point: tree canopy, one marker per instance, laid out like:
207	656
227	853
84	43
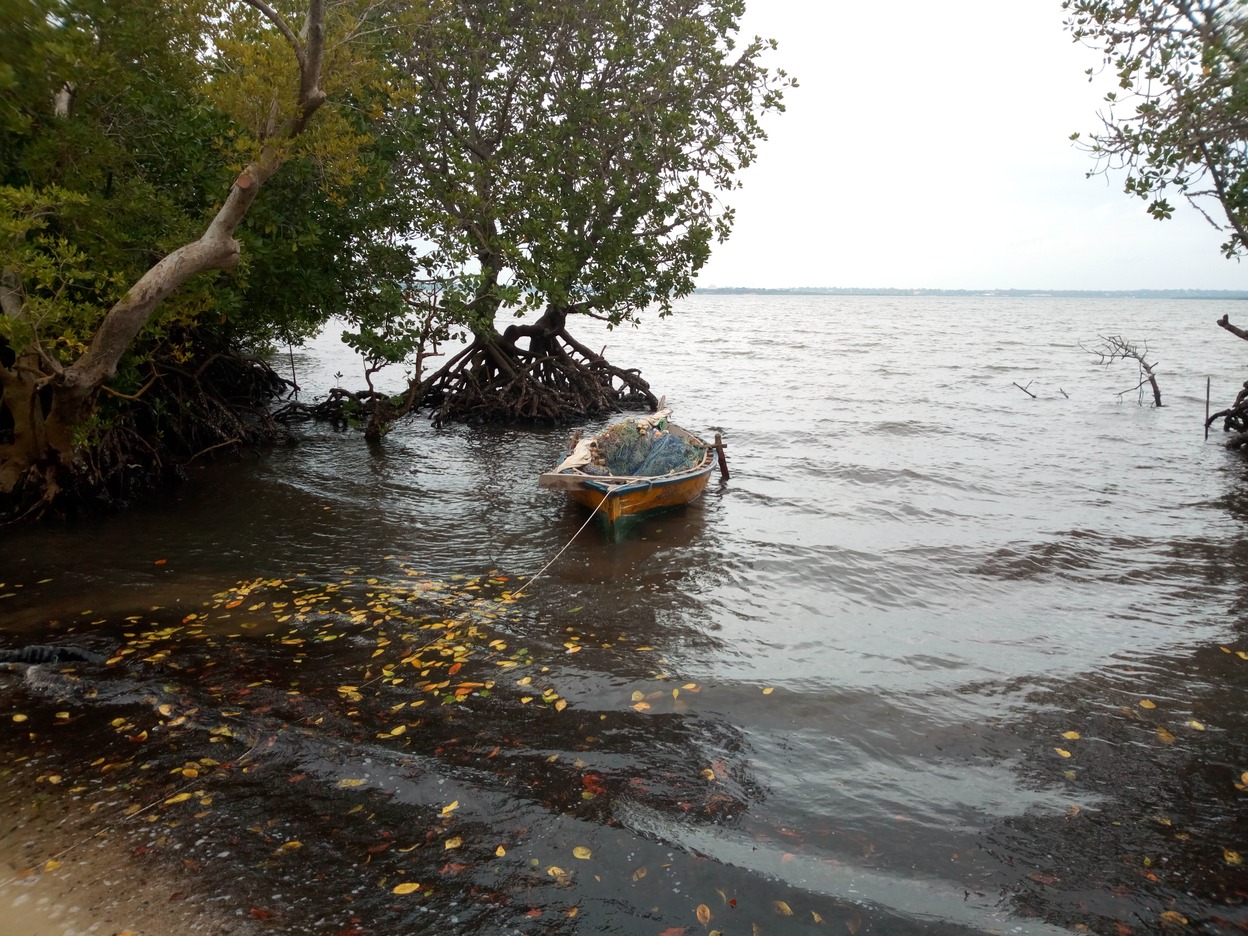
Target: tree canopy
572	156
1178	121
181	184
136	139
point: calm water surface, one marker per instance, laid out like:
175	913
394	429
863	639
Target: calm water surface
941	657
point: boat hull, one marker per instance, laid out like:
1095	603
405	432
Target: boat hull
614	498
617	501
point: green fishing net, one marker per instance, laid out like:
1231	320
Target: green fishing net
629	451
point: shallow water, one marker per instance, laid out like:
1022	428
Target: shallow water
838	692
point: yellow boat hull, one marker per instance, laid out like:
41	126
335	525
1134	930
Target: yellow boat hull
617	501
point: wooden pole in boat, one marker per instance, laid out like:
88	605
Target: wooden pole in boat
723	458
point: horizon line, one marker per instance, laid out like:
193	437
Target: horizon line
1010	292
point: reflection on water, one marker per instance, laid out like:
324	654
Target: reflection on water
939	658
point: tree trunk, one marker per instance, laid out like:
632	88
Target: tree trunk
48	402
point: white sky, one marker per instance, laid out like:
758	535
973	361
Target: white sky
929	146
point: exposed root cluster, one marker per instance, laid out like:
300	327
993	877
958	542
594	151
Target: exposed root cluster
554	380
184	411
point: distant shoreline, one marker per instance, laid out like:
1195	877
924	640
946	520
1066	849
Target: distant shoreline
1001	293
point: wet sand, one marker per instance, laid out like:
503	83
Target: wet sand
94	884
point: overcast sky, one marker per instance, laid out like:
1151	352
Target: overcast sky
929	146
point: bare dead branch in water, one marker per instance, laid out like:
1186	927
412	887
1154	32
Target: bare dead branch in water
1115	347
1238	332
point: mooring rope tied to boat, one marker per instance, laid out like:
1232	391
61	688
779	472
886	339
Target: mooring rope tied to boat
534	578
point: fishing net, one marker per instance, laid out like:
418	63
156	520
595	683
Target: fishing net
630	451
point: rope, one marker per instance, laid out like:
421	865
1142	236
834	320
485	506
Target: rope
534	578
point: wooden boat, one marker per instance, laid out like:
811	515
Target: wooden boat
618	493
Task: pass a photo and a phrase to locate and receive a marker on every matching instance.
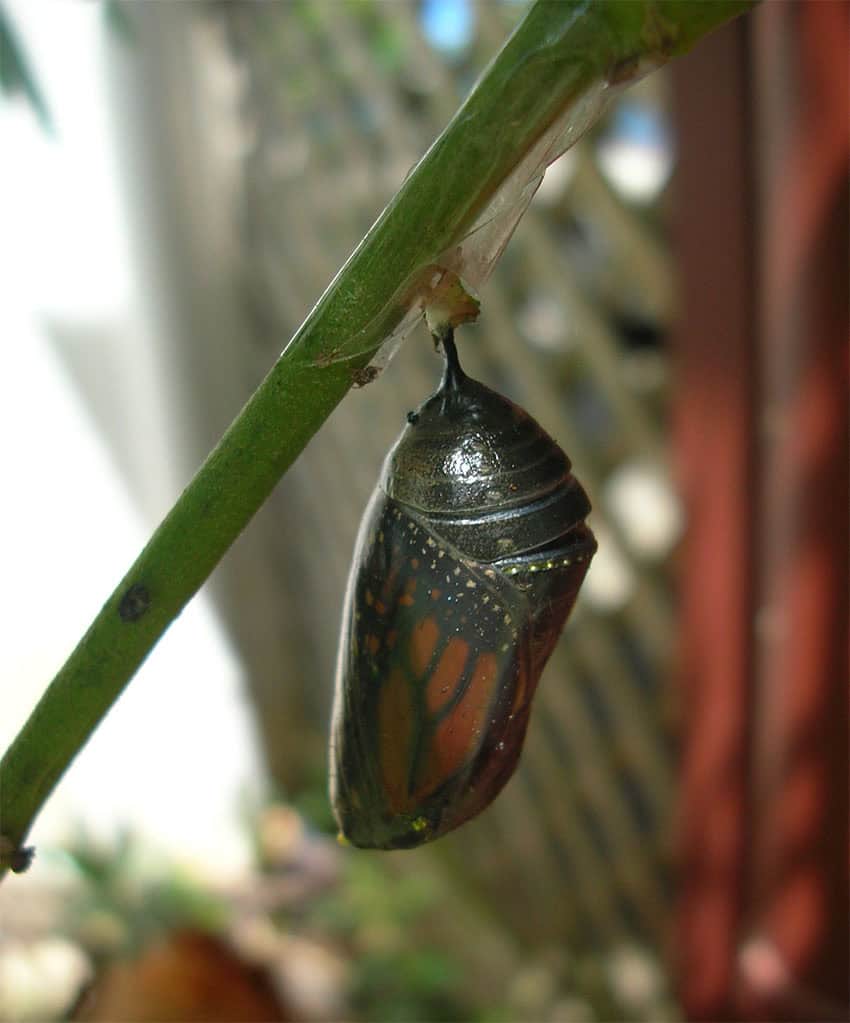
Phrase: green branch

──────────────────────────────

## PROBLEM DESCRIPTION
Output all the rows above again, line for line and unchanged, but leave out the pictures.

## EXERCISE ANSWER
point: tree canopy, one marker per instance, laid out like:
207	656
227	853
84	43
Target: tree canopy
572	156
1178	121
181	184
136	139
point: calm water surface, one marker per instance, laid out like:
175	913
394	429
863	639
Target: calm water surface
941	657
point: boat hull, one marker per instance, laid out like:
1095	603
405	432
Target: boat hull
614	498
617	501
point: green fishing net, one marker per instance, laid out like:
1231	320
Target: green fishing net
629	451
point: shallow water, one marker per instance, laid out like:
1022	428
Target: shallow water
838	692
point: yellow boat hull, one marker per instance, laid out like:
41	126
335	525
1134	930
Target: yellow boat hull
617	501
point: wooden pole in boat, one marker per instance, laid out like:
88	605
Target: wooden pole in boat
723	458
point: horizon line, one marker per instance, laid out like:
193	437
Target: horizon line
1010	292
point: reflection on water, one marker per instance, laid out like:
324	654
Target: reflection on water
939	658
point: tree trunk, one marker per instance, laid out like:
632	88
Target: tree trunk
48	402
point: white sky, one marker per instance, laid out like:
758	535
973	361
Target: white sky
929	146
point: exposed root cluster, one marker per instance, laid out like:
300	327
993	877
958	542
594	151
Target: exposed root cluster
554	380
184	411
point: distant shoreline, one marker per instance, laid out like:
1195	877
924	640
946	520
1066	849
Target: distant shoreline
1001	293
point: wet sand, one marker per instance, laid out like:
503	83
Target: wet sand
94	884
point: overcast sky, one marker per instance, laid out like:
1151	352
Target: overcast sky
929	146
point: bare dead branch in water, one marker per instance, laid out like:
1186	927
412	887
1154	32
Target: bare dead branch in water
1115	347
1238	332
point: mooring rope tied to boat, one marker per instance, laid out like:
1232	391
61	688
779	472
886	339
Target: mooring rope tied to boat
534	578
point: fishing net, one marker per instance, laid out like:
418	63
156	520
595	683
Target: fishing net
630	451
point: rope, one marker per instance, laid out like:
421	865
1142	236
834	320
485	506
Target: rope
534	578
point: wooden boat, one marker per instance, laid out like:
811	515
Target: wooden boat
618	493
Task: pass a photo and a phrase to locate and receive a marker on every matching instance.
Phrase: green branch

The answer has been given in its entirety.